+++ DATASET EXCERPTS +++

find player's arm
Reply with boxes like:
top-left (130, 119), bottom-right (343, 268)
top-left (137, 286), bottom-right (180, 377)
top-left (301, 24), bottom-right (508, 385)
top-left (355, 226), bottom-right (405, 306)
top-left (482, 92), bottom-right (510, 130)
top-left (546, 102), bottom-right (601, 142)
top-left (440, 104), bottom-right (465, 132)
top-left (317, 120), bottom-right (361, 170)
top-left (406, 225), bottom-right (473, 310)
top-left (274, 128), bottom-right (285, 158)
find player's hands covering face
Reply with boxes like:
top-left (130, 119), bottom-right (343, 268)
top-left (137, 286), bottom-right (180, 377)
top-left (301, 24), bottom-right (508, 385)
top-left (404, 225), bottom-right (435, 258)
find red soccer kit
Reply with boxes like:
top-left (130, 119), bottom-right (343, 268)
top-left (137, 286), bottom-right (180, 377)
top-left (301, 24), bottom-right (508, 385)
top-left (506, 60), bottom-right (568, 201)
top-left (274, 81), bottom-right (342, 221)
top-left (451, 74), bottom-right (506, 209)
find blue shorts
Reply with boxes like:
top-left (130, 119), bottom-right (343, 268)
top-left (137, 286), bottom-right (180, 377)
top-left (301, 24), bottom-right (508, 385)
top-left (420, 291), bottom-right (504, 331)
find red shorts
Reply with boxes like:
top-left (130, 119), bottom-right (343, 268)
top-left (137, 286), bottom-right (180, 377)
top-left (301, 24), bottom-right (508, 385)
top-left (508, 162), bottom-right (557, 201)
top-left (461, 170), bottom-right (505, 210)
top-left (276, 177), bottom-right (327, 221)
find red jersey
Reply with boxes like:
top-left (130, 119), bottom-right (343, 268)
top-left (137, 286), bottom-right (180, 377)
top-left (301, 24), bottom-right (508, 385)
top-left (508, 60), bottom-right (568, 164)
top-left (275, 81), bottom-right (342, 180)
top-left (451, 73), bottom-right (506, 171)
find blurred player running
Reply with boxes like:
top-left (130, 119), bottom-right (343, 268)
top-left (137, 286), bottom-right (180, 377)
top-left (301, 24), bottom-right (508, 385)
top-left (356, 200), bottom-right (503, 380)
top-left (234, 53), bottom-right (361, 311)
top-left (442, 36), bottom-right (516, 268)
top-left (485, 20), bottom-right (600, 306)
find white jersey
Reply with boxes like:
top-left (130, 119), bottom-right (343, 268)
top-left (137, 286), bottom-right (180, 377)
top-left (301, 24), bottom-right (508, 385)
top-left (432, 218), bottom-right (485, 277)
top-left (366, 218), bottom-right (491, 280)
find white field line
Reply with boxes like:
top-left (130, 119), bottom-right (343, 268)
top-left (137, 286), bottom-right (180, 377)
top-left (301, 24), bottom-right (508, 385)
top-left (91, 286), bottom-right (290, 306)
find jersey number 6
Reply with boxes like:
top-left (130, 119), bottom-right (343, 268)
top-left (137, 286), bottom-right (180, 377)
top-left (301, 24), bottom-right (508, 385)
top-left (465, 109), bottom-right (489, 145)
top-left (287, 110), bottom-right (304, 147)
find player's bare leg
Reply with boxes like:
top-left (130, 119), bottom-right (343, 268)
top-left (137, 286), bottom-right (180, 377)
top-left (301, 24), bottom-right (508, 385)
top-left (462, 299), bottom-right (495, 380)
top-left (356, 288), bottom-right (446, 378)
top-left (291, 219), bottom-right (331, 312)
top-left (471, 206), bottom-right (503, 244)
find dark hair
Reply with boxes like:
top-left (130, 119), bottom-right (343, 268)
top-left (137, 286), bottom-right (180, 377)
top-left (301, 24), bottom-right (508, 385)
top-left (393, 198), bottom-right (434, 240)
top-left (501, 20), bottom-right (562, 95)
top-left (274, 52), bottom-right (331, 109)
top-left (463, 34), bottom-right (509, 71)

+++

WHAT THE EXERCISE ASKS: Reproduce all of the material above word for word, keeping every line in its original order.

EXERCISE RESULT:
find player's arm
Reply with boxes like:
top-left (130, 119), bottom-right (343, 268)
top-left (137, 286), bottom-right (180, 377)
top-left (301, 24), bottom-right (508, 385)
top-left (355, 226), bottom-right (405, 306)
top-left (482, 92), bottom-right (510, 130)
top-left (546, 102), bottom-right (601, 142)
top-left (440, 104), bottom-right (465, 132)
top-left (317, 120), bottom-right (361, 170)
top-left (406, 225), bottom-right (473, 310)
top-left (274, 128), bottom-right (285, 158)
find player's hands covering face
Reply with boxes like:
top-left (130, 119), bottom-right (343, 268)
top-left (137, 286), bottom-right (180, 377)
top-left (301, 24), bottom-right (508, 385)
top-left (404, 225), bottom-right (435, 258)
find red soccer kit
Reply with boxes like:
top-left (130, 119), bottom-right (343, 268)
top-left (137, 286), bottom-right (180, 377)
top-left (301, 24), bottom-right (508, 385)
top-left (506, 60), bottom-right (568, 201)
top-left (274, 81), bottom-right (342, 221)
top-left (451, 74), bottom-right (506, 209)
find blue shorts
Reply with boxes like:
top-left (130, 119), bottom-right (343, 268)
top-left (137, 286), bottom-right (180, 377)
top-left (301, 24), bottom-right (508, 385)
top-left (420, 291), bottom-right (504, 331)
find red shorts
Reply with boxes like:
top-left (130, 119), bottom-right (343, 268)
top-left (137, 286), bottom-right (180, 377)
top-left (301, 24), bottom-right (508, 385)
top-left (508, 162), bottom-right (557, 201)
top-left (461, 170), bottom-right (505, 210)
top-left (276, 177), bottom-right (327, 221)
find red jersey
Reply with boxes like:
top-left (130, 119), bottom-right (343, 268)
top-left (137, 286), bottom-right (180, 377)
top-left (301, 24), bottom-right (508, 385)
top-left (508, 60), bottom-right (568, 164)
top-left (275, 81), bottom-right (342, 180)
top-left (451, 73), bottom-right (506, 171)
find blurred player running
Reply with boxes like:
top-left (130, 119), bottom-right (343, 268)
top-left (137, 286), bottom-right (180, 377)
top-left (301, 24), bottom-right (508, 385)
top-left (356, 200), bottom-right (503, 380)
top-left (234, 53), bottom-right (361, 311)
top-left (442, 36), bottom-right (516, 268)
top-left (485, 20), bottom-right (600, 306)
find white jersey
Reply with boxes like:
top-left (130, 119), bottom-right (343, 268)
top-left (137, 286), bottom-right (180, 377)
top-left (301, 24), bottom-right (508, 385)
top-left (432, 218), bottom-right (485, 277)
top-left (366, 218), bottom-right (491, 280)
find white field line
Reply with boxes like:
top-left (130, 119), bottom-right (343, 268)
top-left (137, 286), bottom-right (180, 377)
top-left (301, 24), bottom-right (508, 385)
top-left (91, 286), bottom-right (290, 306)
find jersey number 6
Reply with boxes like:
top-left (130, 119), bottom-right (343, 268)
top-left (137, 286), bottom-right (180, 377)
top-left (301, 24), bottom-right (508, 385)
top-left (465, 109), bottom-right (489, 145)
top-left (287, 110), bottom-right (304, 147)
find player's bare leg
Reply with boxes like:
top-left (130, 119), bottom-right (343, 268)
top-left (137, 286), bottom-right (180, 377)
top-left (301, 24), bottom-right (508, 385)
top-left (462, 299), bottom-right (495, 380)
top-left (356, 288), bottom-right (446, 378)
top-left (291, 219), bottom-right (331, 312)
top-left (471, 206), bottom-right (503, 244)
find dark hair
Reply with boxes like:
top-left (130, 119), bottom-right (343, 268)
top-left (137, 286), bottom-right (180, 377)
top-left (301, 24), bottom-right (508, 385)
top-left (393, 198), bottom-right (434, 240)
top-left (501, 20), bottom-right (562, 95)
top-left (274, 52), bottom-right (331, 109)
top-left (463, 34), bottom-right (509, 71)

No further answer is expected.